[Region labeling items]

┌──

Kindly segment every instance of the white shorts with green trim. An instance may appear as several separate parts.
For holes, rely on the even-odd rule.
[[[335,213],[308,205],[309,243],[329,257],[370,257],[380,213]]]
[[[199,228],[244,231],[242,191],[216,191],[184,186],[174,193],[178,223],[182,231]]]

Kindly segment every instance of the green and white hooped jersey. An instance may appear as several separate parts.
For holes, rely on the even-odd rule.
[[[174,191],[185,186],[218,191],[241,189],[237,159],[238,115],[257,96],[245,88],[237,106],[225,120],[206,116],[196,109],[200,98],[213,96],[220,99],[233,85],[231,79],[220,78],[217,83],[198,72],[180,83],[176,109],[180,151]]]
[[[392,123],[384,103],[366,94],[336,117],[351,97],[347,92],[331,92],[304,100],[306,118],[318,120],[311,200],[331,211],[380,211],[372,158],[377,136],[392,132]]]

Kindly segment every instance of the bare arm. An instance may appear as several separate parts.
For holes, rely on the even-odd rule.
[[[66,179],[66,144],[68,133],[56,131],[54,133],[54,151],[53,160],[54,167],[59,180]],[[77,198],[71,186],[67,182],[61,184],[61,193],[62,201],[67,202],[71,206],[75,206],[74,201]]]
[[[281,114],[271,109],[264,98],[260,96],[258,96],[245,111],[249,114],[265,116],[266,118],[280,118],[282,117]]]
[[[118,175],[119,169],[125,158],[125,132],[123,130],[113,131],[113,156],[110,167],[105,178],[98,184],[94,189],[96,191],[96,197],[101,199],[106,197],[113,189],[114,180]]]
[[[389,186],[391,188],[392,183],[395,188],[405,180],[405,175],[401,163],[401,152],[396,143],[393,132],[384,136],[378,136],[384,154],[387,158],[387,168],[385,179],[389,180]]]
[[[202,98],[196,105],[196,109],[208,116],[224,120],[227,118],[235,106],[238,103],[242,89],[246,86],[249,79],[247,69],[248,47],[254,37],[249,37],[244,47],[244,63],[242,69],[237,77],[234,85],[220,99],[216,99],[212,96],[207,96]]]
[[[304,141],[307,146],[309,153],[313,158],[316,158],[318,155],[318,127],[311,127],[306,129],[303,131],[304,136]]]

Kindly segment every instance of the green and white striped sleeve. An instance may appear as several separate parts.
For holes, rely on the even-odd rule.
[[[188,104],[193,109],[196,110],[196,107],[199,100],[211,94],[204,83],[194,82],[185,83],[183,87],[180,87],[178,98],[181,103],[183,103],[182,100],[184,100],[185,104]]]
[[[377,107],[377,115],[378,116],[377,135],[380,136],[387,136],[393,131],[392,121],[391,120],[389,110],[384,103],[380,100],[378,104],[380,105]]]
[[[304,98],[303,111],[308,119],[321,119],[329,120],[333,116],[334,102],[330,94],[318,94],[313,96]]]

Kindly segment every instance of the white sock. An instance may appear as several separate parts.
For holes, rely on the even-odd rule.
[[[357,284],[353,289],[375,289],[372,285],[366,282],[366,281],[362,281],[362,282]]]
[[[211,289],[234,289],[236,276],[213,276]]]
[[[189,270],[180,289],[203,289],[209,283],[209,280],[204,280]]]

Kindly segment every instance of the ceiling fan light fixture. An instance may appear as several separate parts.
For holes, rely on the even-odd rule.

└──

Short problem: Give every line of the data above as a numbered list, skipping the blank lines.

Solution for this problem:
1. Kindly segment every instance of the white shorts with green trim. An instance may appear as several separate parts.
2. For holes, rely on the even-odd rule.
3. [[[335,213],[308,205],[309,243],[329,257],[370,257],[380,213]]]
4. [[[199,228],[244,231],[242,191],[216,191],[184,186],[174,193],[178,223],[182,231]]]
5. Kindly segment every instance of the green and white hooped jersey. An instance may appear as several separate parts.
6. For holes, rely on the even-odd rule.
7. [[[174,191],[185,186],[218,191],[241,189],[237,159],[238,115],[257,96],[245,88],[237,106],[225,120],[206,116],[196,109],[200,98],[213,96],[220,99],[233,85],[231,79],[220,78],[217,83],[198,72],[180,83],[176,109],[180,151]]]
8. [[[392,123],[384,103],[366,94],[336,117],[351,97],[347,92],[331,92],[304,100],[306,118],[318,120],[311,200],[331,211],[380,211],[372,158],[377,136],[392,132]]]
9. Kindly segment every instance of the bare arm. An instance may appear as several separate parts.
10. For holes, rely on the even-odd rule.
11. [[[66,179],[66,144],[68,133],[56,131],[54,133],[54,151],[53,160],[54,167],[59,180]],[[77,198],[71,186],[67,182],[61,184],[61,193],[62,201],[67,202],[71,206],[75,206],[74,201]]]
12. [[[281,114],[271,109],[264,98],[260,96],[258,96],[245,111],[249,114],[265,116],[266,118],[280,118],[282,117]]]
13. [[[118,175],[119,169],[125,158],[125,132],[123,130],[113,131],[113,156],[110,167],[105,178],[98,184],[94,189],[96,191],[96,197],[101,199],[106,197],[113,189],[114,180]]]
14. [[[389,186],[391,188],[392,183],[395,188],[405,180],[405,175],[401,163],[401,152],[396,143],[393,132],[384,136],[378,136],[384,154],[387,158],[387,168],[385,179],[389,180]]]
15. [[[202,98],[196,105],[196,109],[208,116],[224,120],[227,118],[235,106],[238,103],[242,89],[246,86],[249,79],[247,69],[248,47],[254,37],[249,37],[244,47],[244,63],[242,69],[237,77],[234,85],[220,99],[216,99],[212,96],[207,96]]]
16. [[[304,141],[307,146],[309,153],[313,158],[316,158],[318,155],[318,127],[311,127],[306,129],[303,131],[304,136]]]
17. Kindly segment every instance of the green and white striped sleeve. An instance may appear as several separate parts.
18. For holes, rely on the even-odd rule.
19. [[[188,104],[193,109],[196,110],[196,107],[199,100],[211,94],[204,83],[194,82],[185,83],[183,87],[180,87],[178,98],[181,103],[183,103],[182,100],[184,100],[185,104]]]
20. [[[377,107],[377,115],[378,116],[377,135],[380,136],[387,136],[393,131],[392,121],[391,120],[389,110],[384,103],[380,100],[378,104],[380,105]]]
21. [[[304,98],[303,111],[308,119],[321,119],[329,120],[333,116],[334,102],[330,94],[318,94],[313,96]]]
22. Kindly segment every instance of the white sock. An instance may appear as several separate parts.
23. For holes, rely on the even-odd rule.
24. [[[357,284],[353,289],[375,289],[372,285],[366,282],[366,281],[362,281],[362,282]]]
25. [[[211,289],[234,289],[236,276],[213,276]]]
26. [[[189,270],[180,289],[203,289],[209,283],[209,280],[204,280]]]
27. Kindly segment every instance of the ceiling fan light fixture. An instance may appear as several separate parts.
28. For holes, rely on the even-odd rule.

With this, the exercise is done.